Es muy interesante el capítulo sobre el lugar social subordinado, explotado y esclavo del trabajo cultural, creativo y académico relacionado con las letras, las artes y la enseñanza. Esta idea se remite a la situación neoliberal contemporánea en la que no acabamos de entender el valor de las humanidades. Esta idea se enriquece cuando incluimos en la historia del libro y la lectura las relaciones de los libros con las condiciones concretas de su elaboración, copia, distribución y venta, el modo en que estas expresan la estructura social, sus jerarquías y el privilegio de leer y poseer libros.
Es una reflexión en la que podemos reconocernos, con ciertos matices. Podemos hacer una analogía entre el reconocimiento que hace Vallejo de su tierra natal como provincia Romana. Recuerdo su evocación de Quintiliano, nacido a 120 km de su casa. En los confines de un imperio que la contiene y con el que se identifica. Incluso en su fragilidad o en su decadencia. Porque hay también una debilidad en los imperios, incluso una especie de complejo de inferioridad como el de los Romanos respecto a los Griegos.
La suerte de los que heredamos la lengua y la cultura cuando esta cruzó el atlántico es distinta y sin embargo no hay ningún problema cuando la autora puede asumir como propios o cercanos los nombres y las obras de Borges, de García Márquez, de Bolaño etc. Estos nombres hoy no pertenecen a países ni se limitan por nacionalidades pues quien puede llamar a un autor suyo es quien lo ha leído y así se lo ha apropiado. Vallejo se apropia con justicia de lo que ha leído también en su escritura que articula todas las lenguas y tradiciones.
Pienso en nosotros los hispanohablantes no peninsulares con formación europea, eurófila, eurocéntrica. Pienso, imagino, deseo el siguiente volumen de esta historia. Lo imagino escrito por una compatriota capaz de una erudición semejante que pueda contar su experiencia de la herencia, de los dones de la recepción de esas historias y palabras que duran y perseveran. Una voz que nos hable de las paradojas de ese don de la lengua y la lectura ligado a la sangre, al poder, la esclavitud y la muerte, también.
Hoy, las obras de los Griegos y Romanos siguen ofreciéndose a quienes requieren imágenes y figuras, palabras y metáforas para contar sus dramas, para aprender a narrar sus historias y llorar sus muertos, como han hecho insistentemente generaciones de Antígonas colombianas.
Veo, al final, el balance en el reconocerse y aceptarse, en los visos de la ironía, en la crítica y en los énfasis en la desigualdad, el privilegio y el olvido, la discriminación, en la sistemática exclusión de las voces de la mujeres. El valor de abrazar la memoria del pasado para confrontarnos, para no dejar de vernos, para recibir lo que nos ha sido enviado con amor y crueldad, con injusticia y olvido, como la verdad de lo que somos, como la posibilidad de lo que podemos ser, si leemos, todos.
Al fin y al cabo hay una verdad en esta obra: los libros son lo mejor de lo que hemos sido capaces como humanidad.

## [Problemas por resolver]
(1) Indica si cada afirmación concuerda con el fragmento, respondiendo sí o no y citando literalmente las palabras que lo deciden: (a) Quintiliano nació a 120 km de la casa de Vallejo. (b) Los nombres de Borges, García Márquez y Bolaño pertenecen hoy a sus países. (c) Los romanos tenían una especie de complejo de inferioridad respecto a los griegos.
(2) Enumera todas las personas que el fragmento menciona por su nombre.
(3) Según el fragmento, ¿por qué no hay problema en que la autora asuma como propios o cercanos los nombres y las obras de Borges, García Márquez o Bolaño?
Las filas no hacen falta para resolver nada de lo que aquí se pide.

## [Conjunto de datos]
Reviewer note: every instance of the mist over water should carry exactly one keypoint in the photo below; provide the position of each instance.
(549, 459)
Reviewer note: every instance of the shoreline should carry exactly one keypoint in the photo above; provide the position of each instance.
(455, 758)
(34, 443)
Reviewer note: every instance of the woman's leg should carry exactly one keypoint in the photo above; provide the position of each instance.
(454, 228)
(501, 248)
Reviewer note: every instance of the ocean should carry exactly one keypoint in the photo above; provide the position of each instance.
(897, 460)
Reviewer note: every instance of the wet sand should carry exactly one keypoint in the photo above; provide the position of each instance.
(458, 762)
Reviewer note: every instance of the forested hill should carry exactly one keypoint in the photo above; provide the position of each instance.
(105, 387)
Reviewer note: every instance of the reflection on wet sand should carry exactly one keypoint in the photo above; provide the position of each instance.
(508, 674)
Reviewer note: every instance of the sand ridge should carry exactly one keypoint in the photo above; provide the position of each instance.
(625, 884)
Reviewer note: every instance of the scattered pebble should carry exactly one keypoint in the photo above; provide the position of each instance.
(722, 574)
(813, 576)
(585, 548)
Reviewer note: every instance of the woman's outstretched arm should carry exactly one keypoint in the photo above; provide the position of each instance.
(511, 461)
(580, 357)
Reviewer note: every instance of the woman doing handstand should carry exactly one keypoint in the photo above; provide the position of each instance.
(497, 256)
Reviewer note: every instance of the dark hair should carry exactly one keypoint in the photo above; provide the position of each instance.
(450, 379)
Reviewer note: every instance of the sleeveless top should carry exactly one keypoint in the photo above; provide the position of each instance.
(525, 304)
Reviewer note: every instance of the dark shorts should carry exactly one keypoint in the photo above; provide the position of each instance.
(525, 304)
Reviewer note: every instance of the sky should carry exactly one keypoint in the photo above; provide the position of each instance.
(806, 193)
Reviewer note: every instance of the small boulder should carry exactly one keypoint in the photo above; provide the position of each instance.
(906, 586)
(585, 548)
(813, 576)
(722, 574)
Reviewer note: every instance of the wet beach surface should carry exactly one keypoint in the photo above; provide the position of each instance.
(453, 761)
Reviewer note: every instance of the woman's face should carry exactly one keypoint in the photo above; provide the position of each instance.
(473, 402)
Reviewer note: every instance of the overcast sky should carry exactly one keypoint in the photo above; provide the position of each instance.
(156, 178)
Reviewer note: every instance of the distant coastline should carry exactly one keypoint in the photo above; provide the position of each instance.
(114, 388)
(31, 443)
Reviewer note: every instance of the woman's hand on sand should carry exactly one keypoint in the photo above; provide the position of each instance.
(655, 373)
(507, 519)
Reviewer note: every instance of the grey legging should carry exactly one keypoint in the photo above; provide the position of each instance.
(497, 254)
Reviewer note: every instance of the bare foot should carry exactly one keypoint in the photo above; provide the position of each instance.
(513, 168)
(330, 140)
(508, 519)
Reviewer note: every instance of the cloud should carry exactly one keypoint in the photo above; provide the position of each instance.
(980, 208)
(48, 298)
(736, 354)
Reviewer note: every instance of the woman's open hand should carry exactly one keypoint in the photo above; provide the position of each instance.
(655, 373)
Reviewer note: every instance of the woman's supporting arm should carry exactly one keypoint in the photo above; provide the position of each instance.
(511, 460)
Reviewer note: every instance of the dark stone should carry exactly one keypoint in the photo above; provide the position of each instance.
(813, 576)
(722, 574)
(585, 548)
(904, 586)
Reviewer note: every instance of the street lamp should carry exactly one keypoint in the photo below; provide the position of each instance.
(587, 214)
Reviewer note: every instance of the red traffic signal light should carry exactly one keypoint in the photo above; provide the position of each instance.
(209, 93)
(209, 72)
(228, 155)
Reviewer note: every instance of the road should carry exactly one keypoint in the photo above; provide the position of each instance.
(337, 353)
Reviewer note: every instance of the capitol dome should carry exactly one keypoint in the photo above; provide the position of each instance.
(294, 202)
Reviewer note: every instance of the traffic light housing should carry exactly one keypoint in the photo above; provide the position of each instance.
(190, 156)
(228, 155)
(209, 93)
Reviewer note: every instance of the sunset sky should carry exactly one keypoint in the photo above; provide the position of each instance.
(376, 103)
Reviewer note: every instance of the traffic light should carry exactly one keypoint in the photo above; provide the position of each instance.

## [Respuestas por tarea]
(1)
(a) Sí: «Recuerdo su evocación de Quintiliano, nacido a 120 km de su casa.»
(b) No: «Estos nombres hoy no pertenecen a países ni se limitan por nacionalidades».
(c) Sí: «incluso una especie de complejo de inferioridad como el de los Romanos respecto a los Griegos».

(2) Vallejo, Quintiliano, Borges, García Márquez y Bolaño.

(3) Porque esos nombres ya no pertenecen a países ni se limitan por nacionalidades. Quien puede llamar suyo a un autor es quien lo ha leído y así se lo ha apropiado.